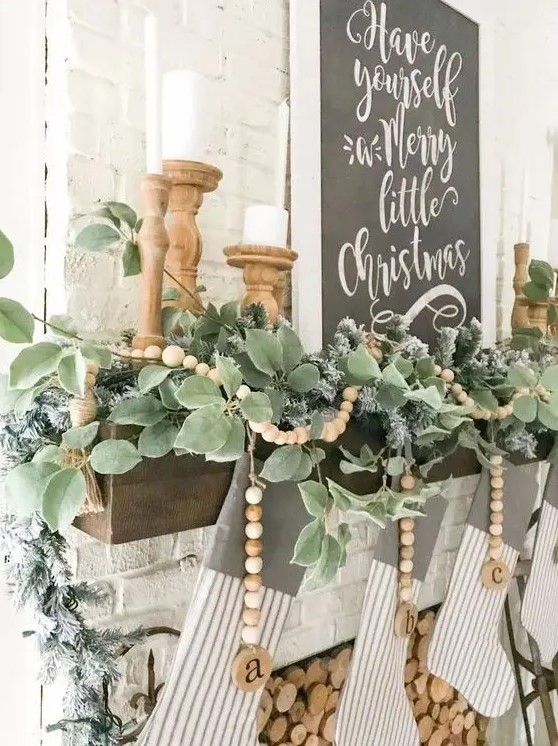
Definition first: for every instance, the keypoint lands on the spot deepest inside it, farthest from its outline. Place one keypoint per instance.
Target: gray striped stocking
(465, 649)
(538, 612)
(200, 705)
(375, 710)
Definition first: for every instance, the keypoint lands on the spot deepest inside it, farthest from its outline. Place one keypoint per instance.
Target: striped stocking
(538, 612)
(465, 649)
(200, 705)
(375, 710)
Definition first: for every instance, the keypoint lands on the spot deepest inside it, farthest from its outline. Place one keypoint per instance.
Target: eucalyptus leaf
(97, 237)
(235, 445)
(304, 378)
(315, 497)
(205, 430)
(145, 410)
(71, 373)
(199, 391)
(6, 256)
(24, 486)
(283, 464)
(309, 544)
(81, 437)
(16, 323)
(256, 407)
(33, 363)
(114, 457)
(152, 376)
(64, 495)
(157, 440)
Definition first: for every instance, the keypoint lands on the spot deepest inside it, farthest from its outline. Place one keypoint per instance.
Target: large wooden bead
(254, 530)
(253, 495)
(350, 394)
(253, 547)
(253, 565)
(173, 356)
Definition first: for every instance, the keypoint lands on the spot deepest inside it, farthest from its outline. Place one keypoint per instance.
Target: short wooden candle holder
(190, 182)
(262, 267)
(153, 241)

:: What to do ::
What you return should match the records above word for word, minus the pictures.

:: Reply to the task ::
Definition first: for every instance, the keypoint lands on the spot deepest inside it, farthest from its outline. Place one keypoint per instance.
Target: gray striped stocking
(465, 649)
(538, 612)
(200, 705)
(375, 710)
Definition first: for every instance, the keypoint lands on the spot deepest inside it, farthest from its outline. Place one keypoint per instance.
Target: striped stocking
(538, 612)
(465, 649)
(200, 705)
(375, 710)
Definition first: for every instance, the keypoint lands on the spot deepest inside it, farthest from its outline. Place one keypoint per instance.
Target: eucalyptus leaf
(97, 237)
(235, 445)
(304, 378)
(315, 497)
(205, 430)
(145, 410)
(71, 373)
(199, 391)
(6, 256)
(24, 486)
(283, 464)
(309, 544)
(81, 437)
(16, 323)
(256, 407)
(33, 363)
(114, 457)
(152, 376)
(64, 495)
(157, 440)
Definition first: for every instance, the keypoint lands on the spot deepest inside it, farthest from its outline. Place one keypoint per instance.
Target: large wooden bead
(254, 530)
(253, 495)
(350, 394)
(253, 547)
(253, 565)
(173, 356)
Definition first: for every instance, the keypoint lands on the spot deepest inside it, farthest from its outline. Place one keypoint per instance.
Target: short wooden candle holder
(190, 182)
(262, 267)
(153, 241)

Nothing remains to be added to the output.